Job »
Nothing other than the lines from the one containing "tower? Mark that spot." through the close of the entries below should be printed, each exactly.

Coordinate annotation records »
—————

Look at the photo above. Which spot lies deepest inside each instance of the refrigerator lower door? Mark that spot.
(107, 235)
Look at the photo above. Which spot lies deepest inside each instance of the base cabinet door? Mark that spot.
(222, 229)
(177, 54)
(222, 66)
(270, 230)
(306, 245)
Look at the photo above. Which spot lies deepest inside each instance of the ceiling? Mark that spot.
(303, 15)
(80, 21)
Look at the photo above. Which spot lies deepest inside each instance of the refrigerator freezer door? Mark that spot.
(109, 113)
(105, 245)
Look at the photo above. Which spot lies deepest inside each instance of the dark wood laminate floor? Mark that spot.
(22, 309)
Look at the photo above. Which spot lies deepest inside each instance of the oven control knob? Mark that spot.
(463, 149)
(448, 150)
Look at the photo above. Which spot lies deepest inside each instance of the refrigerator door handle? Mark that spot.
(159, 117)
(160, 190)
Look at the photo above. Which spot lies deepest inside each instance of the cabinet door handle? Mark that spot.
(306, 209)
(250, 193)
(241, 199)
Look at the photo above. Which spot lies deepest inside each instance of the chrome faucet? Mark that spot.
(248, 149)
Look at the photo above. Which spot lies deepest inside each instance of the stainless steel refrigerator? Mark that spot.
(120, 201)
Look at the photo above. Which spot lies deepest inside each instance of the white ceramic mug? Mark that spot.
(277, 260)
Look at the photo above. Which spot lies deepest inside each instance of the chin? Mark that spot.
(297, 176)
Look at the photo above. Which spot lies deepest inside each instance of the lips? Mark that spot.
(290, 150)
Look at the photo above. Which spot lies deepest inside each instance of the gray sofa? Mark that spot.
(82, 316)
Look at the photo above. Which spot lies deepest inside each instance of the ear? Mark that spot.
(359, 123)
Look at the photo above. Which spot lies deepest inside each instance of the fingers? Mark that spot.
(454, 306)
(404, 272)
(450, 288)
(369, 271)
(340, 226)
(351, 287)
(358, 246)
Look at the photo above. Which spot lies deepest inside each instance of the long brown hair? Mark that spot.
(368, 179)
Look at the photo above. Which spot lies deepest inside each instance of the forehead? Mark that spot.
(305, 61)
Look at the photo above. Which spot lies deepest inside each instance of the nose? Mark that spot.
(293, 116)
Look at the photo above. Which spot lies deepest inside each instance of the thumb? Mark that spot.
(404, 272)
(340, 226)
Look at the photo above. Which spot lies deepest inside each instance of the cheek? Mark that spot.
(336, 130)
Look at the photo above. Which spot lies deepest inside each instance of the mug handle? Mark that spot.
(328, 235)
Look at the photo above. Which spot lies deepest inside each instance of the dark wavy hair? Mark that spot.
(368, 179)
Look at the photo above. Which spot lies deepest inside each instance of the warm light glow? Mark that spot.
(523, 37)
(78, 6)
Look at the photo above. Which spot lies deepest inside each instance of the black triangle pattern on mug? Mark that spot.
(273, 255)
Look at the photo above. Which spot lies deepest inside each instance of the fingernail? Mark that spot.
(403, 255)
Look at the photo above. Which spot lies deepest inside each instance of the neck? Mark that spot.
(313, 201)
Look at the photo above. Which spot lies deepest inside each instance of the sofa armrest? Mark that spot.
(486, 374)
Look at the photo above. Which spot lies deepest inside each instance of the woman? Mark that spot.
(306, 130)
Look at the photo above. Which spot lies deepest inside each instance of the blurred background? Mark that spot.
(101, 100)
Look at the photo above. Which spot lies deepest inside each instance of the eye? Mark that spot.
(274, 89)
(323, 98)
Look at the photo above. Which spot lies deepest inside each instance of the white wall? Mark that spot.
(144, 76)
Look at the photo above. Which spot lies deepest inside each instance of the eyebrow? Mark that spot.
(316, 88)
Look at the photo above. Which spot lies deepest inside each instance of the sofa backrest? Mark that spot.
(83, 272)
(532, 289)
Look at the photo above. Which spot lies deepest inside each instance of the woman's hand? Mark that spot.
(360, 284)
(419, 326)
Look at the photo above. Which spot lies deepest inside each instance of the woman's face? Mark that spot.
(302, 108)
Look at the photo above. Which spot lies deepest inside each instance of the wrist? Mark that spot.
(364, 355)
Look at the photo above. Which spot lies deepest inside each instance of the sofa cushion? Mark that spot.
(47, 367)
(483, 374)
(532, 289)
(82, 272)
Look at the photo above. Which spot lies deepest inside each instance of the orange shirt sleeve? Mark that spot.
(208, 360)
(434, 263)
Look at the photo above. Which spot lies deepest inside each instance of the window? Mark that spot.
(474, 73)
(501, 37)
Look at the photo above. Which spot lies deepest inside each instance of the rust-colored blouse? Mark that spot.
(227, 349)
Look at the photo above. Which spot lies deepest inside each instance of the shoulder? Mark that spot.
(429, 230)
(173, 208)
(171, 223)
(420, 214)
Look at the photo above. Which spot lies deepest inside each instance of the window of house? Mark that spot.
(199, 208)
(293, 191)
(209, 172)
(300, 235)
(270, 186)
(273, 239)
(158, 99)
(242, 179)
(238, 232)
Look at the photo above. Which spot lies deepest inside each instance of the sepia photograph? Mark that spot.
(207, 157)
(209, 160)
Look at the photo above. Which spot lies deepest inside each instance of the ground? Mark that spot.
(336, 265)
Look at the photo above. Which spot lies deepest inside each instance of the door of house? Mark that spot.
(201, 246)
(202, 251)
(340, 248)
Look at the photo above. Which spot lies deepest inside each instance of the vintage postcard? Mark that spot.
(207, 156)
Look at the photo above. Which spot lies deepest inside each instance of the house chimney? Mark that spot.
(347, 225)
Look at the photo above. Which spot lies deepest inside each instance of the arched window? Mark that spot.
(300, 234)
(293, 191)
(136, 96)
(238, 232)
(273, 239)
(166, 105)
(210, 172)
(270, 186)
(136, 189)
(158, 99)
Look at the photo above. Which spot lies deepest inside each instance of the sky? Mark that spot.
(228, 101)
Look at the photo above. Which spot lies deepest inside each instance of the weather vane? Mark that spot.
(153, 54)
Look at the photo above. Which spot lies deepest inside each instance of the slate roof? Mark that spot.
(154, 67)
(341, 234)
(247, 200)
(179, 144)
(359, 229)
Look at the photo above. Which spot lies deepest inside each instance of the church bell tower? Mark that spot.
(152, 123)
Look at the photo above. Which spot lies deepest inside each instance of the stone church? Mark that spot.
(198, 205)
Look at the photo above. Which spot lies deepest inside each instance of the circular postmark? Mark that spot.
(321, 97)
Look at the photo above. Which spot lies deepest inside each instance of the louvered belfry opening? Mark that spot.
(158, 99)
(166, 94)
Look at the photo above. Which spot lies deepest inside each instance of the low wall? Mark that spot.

—————

Solution to this problem »
Look at the photo above. Which spot lies deepest inside each instance of the church bell tower? Mark that spot.
(152, 123)
Look at the photo above. Which spot lies deepest inside each instance of the stone church? Mark that spot.
(198, 205)
Look at the photo above. Which spot lies deepest inside each instance of the circular postmark? Mark that spot.
(321, 97)
Look at the photo above. Which spot lies deepest inside each instance of the louvered belfry opening? Mark that spot.
(158, 99)
(166, 94)
Look at the photo above. Which spot lies deepest inside each instance of the low wall? Mark that spot.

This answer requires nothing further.